_WORK INSTRUCTION_
Using the entries that follow, report the number of lines that include the string "railing", without any other text.

[Entries taken from a collection]
╔══
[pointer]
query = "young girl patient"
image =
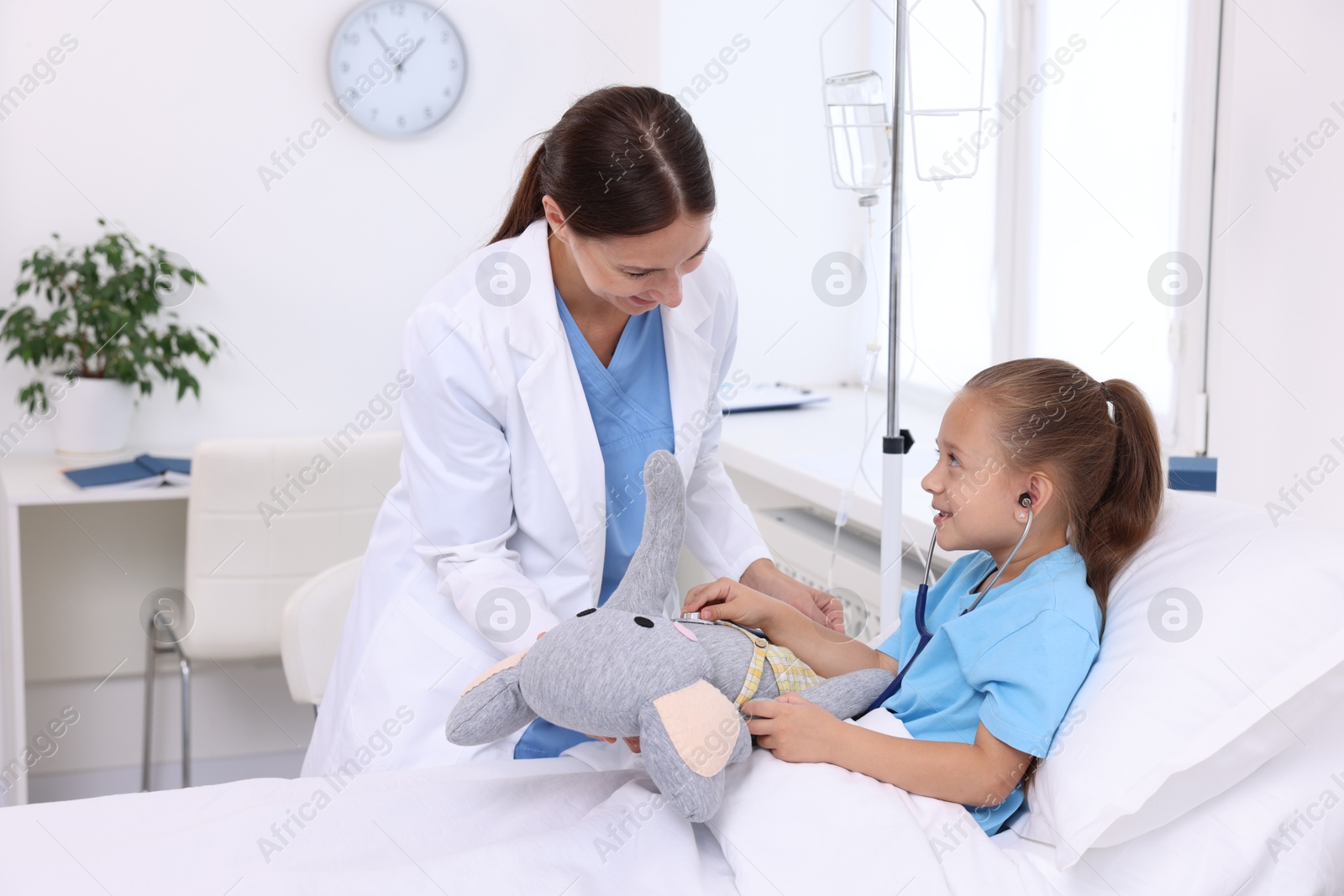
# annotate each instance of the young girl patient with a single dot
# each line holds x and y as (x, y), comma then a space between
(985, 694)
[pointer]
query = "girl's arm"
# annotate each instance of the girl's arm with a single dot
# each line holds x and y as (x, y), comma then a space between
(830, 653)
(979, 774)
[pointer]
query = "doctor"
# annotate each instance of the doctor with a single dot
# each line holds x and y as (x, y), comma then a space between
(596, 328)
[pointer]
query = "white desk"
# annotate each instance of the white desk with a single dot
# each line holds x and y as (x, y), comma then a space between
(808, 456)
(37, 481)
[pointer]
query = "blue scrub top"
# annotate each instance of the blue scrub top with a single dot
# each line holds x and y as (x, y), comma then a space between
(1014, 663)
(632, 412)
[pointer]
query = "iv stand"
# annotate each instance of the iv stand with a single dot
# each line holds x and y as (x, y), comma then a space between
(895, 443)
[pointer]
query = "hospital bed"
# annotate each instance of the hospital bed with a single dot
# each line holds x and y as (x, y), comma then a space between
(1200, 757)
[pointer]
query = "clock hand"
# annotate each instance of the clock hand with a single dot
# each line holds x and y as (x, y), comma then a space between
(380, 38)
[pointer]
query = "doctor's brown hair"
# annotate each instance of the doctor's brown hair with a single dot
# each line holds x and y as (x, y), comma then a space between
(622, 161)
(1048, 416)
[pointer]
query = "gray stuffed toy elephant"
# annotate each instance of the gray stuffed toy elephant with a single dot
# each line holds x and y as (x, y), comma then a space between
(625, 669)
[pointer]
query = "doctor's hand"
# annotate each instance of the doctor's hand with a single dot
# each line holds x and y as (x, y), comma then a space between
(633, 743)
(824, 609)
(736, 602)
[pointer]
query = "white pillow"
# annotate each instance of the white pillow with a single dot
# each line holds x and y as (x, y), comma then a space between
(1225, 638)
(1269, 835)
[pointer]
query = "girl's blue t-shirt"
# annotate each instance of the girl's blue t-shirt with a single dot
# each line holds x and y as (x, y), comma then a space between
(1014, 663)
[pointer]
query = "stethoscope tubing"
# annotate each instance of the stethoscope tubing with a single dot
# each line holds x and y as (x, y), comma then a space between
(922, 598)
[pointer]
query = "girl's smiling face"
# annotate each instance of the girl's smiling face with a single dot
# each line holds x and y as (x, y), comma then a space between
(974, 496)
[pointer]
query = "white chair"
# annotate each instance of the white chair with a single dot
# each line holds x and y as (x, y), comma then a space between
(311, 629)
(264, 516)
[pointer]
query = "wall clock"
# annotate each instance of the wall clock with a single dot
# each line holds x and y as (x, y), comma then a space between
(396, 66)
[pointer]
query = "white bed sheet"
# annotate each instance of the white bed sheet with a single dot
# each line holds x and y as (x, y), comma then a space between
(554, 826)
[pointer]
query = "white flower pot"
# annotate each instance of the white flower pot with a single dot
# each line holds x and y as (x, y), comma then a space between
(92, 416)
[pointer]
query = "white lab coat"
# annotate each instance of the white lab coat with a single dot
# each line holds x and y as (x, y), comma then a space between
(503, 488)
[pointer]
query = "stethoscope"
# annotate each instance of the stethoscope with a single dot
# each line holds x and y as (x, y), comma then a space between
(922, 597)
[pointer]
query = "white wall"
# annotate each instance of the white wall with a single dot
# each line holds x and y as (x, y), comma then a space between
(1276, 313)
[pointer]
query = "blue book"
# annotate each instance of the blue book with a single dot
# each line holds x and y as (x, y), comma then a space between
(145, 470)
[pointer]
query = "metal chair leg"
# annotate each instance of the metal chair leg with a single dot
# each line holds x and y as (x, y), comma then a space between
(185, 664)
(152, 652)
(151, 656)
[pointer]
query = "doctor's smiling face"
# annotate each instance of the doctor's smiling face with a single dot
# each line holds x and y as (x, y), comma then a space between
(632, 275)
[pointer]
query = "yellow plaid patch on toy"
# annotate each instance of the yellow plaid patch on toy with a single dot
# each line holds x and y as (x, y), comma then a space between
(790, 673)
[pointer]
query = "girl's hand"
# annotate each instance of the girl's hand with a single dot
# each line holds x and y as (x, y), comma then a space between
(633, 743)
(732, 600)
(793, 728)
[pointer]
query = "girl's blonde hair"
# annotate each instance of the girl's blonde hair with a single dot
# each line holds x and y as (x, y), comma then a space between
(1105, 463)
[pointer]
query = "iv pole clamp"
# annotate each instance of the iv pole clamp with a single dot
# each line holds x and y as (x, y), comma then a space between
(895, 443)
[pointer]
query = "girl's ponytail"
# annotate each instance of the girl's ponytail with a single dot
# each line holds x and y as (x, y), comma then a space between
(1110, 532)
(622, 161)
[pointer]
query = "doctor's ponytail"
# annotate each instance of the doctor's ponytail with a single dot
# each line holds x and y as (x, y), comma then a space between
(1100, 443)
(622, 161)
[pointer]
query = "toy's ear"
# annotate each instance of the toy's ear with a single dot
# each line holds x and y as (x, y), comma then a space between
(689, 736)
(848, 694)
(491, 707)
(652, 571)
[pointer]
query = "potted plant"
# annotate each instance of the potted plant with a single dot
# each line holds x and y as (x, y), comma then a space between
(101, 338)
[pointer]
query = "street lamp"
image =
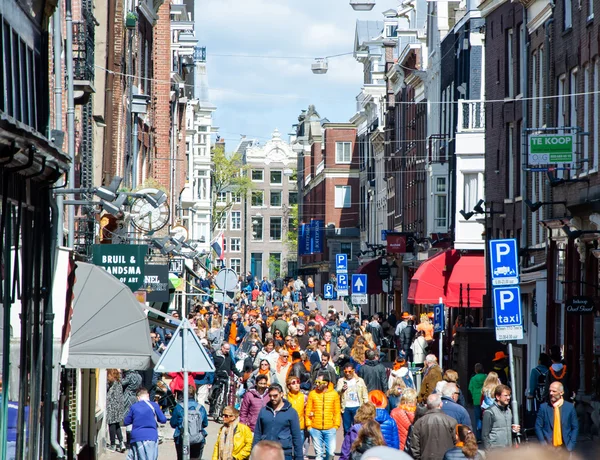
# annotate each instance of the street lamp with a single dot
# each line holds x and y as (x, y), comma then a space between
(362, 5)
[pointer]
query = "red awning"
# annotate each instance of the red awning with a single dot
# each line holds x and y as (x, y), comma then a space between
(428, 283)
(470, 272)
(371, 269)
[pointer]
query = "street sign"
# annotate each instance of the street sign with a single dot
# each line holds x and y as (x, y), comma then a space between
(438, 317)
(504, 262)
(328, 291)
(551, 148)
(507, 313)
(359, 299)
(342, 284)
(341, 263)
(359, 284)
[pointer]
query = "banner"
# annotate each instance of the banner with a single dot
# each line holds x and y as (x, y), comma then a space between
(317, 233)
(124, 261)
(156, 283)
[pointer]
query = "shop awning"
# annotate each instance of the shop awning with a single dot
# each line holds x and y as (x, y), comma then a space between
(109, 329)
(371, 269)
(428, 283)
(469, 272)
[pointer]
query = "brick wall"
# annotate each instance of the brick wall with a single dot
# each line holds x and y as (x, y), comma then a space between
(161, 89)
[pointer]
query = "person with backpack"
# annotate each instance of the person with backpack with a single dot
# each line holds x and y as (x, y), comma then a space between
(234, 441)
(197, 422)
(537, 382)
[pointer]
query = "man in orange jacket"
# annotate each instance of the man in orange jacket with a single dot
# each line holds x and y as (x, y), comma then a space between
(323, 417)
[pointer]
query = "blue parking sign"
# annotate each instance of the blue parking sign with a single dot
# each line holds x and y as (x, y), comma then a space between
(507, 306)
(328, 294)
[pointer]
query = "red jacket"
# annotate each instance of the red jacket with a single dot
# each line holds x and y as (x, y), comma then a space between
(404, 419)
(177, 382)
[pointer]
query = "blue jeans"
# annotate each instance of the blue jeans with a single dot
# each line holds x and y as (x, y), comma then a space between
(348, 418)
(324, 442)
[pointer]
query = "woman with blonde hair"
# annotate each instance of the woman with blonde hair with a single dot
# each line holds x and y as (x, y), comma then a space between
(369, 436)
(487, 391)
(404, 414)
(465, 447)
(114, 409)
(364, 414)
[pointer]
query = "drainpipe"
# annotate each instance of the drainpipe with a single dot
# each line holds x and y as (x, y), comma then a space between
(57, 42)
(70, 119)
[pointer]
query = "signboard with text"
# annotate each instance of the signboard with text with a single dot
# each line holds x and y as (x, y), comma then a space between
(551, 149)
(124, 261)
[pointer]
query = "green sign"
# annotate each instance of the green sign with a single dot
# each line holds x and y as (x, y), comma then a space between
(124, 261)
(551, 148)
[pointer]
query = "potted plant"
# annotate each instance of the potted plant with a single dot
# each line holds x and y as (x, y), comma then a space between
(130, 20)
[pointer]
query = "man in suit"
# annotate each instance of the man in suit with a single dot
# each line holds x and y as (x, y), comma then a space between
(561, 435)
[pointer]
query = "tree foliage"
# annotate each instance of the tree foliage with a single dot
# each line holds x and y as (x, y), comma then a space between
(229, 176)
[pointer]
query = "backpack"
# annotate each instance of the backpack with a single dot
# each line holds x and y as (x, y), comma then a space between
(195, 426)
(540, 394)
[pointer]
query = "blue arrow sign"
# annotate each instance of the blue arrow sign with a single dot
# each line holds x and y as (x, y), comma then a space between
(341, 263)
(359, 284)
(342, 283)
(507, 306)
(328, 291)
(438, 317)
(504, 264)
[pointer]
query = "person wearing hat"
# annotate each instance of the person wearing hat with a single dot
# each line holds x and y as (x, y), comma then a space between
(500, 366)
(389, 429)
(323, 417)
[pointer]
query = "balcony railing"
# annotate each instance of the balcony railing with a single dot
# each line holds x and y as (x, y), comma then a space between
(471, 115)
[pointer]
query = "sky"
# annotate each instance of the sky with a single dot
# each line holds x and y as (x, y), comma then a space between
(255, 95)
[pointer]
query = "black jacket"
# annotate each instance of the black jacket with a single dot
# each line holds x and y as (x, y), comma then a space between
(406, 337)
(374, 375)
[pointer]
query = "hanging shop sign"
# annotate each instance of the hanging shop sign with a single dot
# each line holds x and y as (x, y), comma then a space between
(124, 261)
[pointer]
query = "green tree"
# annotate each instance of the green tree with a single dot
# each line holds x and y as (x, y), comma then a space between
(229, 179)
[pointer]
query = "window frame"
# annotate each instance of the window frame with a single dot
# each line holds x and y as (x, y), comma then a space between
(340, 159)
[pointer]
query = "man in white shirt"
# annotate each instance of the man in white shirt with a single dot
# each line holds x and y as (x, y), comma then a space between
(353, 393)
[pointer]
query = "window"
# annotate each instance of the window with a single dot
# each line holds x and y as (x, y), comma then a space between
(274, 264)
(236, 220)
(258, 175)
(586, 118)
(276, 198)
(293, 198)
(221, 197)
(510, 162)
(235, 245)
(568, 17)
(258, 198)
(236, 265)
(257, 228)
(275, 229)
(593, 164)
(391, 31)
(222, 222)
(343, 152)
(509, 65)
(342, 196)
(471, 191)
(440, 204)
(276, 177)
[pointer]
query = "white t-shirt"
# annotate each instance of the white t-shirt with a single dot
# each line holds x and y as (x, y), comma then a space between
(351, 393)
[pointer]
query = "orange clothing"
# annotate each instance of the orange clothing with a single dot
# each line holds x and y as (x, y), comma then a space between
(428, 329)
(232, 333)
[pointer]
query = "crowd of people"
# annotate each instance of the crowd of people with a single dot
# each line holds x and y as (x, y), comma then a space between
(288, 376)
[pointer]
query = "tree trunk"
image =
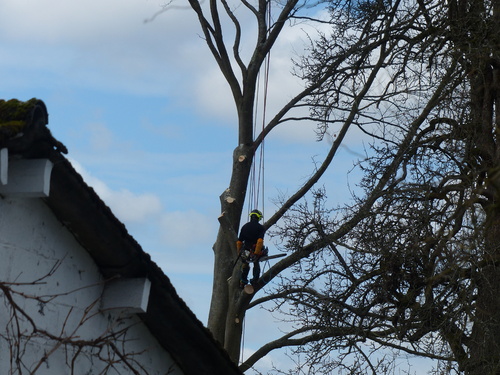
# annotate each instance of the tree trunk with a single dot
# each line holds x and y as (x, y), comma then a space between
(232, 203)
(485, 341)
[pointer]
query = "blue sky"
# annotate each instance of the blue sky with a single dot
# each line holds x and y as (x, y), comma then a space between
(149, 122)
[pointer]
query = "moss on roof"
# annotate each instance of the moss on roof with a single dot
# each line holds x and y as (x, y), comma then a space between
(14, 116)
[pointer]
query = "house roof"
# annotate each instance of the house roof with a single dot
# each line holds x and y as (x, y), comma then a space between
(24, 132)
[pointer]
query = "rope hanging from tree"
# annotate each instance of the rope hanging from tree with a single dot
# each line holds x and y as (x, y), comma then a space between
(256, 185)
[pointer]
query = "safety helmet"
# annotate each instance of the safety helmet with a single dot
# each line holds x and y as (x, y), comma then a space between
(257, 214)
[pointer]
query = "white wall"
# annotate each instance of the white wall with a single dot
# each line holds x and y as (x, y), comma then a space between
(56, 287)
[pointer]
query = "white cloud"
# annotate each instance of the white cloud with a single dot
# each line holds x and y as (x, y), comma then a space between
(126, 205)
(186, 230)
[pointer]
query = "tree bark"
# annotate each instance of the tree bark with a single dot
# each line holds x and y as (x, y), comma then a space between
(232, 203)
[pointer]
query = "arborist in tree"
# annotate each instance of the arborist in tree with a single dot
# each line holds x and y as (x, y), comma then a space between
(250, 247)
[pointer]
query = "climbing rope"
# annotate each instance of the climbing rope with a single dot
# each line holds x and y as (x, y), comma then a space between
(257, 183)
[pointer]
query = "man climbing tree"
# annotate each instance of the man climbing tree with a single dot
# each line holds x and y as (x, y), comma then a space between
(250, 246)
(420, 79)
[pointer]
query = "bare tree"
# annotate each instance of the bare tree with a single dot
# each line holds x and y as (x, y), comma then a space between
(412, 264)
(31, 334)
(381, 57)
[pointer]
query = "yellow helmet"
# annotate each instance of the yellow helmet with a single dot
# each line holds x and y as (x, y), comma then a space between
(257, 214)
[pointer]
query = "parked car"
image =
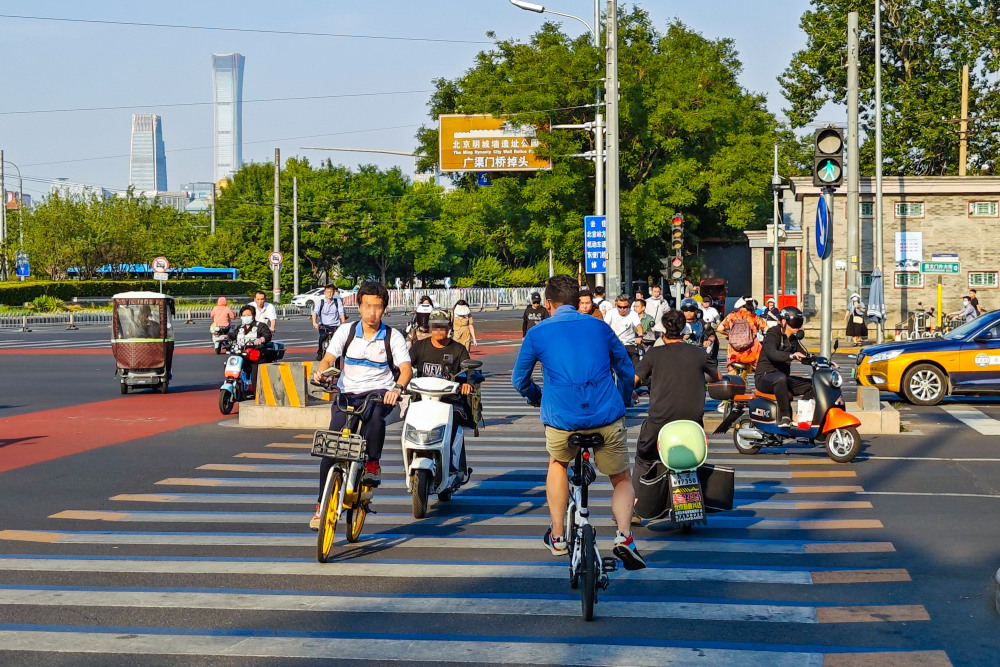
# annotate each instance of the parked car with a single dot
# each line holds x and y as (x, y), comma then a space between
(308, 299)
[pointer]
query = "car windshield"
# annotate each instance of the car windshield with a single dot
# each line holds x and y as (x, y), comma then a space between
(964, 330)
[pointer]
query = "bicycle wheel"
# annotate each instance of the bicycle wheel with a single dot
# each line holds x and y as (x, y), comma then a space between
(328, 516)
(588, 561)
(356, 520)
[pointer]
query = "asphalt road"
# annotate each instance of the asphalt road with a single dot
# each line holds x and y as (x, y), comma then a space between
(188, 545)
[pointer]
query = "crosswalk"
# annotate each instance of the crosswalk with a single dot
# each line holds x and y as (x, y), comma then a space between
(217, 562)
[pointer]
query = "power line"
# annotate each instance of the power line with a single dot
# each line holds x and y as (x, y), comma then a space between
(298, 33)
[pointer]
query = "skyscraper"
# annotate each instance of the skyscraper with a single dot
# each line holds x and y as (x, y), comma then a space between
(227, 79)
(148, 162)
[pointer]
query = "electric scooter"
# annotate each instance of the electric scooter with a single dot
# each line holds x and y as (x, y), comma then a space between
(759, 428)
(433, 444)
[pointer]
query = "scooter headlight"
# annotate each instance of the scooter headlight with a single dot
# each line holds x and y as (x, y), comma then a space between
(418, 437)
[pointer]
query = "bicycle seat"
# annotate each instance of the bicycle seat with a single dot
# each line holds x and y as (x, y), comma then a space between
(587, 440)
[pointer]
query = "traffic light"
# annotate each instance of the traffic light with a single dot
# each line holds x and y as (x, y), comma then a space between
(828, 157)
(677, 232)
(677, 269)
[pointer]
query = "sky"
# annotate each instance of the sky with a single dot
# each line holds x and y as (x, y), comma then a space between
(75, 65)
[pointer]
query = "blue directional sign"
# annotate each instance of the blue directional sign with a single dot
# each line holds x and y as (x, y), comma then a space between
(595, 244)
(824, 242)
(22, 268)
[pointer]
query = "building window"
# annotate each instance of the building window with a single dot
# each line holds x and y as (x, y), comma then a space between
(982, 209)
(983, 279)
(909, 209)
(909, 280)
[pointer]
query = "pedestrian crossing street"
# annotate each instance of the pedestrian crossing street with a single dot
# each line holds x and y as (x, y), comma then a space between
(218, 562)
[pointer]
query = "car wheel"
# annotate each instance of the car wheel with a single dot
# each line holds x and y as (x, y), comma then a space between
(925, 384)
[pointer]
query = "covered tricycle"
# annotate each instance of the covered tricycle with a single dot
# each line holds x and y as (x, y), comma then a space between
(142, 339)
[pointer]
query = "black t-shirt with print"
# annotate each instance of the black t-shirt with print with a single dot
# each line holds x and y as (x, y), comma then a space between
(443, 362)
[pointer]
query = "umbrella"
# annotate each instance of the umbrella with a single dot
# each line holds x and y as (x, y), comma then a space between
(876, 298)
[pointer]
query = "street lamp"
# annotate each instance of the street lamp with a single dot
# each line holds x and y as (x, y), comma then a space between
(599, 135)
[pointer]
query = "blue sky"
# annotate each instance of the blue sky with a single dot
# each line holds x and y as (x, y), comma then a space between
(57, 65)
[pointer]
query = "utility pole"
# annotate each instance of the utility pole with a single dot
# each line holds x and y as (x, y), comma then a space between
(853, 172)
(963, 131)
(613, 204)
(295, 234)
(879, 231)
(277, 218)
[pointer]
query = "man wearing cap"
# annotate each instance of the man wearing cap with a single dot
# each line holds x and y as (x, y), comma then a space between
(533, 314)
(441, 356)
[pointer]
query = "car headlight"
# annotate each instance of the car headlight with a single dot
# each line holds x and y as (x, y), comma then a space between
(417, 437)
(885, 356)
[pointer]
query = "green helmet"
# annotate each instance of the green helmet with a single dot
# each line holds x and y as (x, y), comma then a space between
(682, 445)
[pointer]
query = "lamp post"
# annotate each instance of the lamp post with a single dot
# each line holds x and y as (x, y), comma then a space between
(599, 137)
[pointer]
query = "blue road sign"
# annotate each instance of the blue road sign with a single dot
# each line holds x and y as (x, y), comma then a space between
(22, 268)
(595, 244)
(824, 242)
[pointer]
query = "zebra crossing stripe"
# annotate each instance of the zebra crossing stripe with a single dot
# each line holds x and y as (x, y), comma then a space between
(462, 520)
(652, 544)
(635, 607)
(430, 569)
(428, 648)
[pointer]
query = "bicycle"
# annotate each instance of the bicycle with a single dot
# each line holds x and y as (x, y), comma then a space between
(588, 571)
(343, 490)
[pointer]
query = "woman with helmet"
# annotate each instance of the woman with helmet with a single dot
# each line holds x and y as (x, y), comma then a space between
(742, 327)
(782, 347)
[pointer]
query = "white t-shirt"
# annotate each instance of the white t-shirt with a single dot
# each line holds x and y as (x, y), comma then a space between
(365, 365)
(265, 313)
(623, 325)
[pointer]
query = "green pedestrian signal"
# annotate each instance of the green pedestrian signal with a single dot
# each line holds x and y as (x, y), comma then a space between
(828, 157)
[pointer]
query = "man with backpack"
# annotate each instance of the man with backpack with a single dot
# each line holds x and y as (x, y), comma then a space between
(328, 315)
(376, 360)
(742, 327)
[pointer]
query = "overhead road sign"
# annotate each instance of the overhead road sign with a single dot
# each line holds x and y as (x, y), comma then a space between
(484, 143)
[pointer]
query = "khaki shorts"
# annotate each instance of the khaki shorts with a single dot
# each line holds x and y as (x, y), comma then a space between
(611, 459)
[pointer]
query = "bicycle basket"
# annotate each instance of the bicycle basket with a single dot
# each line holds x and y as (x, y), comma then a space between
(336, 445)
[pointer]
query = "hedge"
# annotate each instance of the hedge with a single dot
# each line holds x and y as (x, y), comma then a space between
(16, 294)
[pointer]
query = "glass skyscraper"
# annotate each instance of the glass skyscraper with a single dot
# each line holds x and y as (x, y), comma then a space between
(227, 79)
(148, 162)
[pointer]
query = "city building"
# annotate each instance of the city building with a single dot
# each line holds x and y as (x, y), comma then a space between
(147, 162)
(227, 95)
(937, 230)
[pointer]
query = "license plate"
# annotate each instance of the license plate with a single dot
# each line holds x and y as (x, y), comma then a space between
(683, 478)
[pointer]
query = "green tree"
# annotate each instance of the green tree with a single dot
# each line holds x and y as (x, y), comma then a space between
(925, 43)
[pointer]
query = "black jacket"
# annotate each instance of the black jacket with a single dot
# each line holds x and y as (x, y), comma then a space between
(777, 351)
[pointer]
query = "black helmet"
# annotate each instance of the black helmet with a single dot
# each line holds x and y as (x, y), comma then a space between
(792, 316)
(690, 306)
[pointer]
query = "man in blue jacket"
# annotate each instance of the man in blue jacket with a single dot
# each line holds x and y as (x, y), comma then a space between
╚══
_YOUR RESPONSE_
2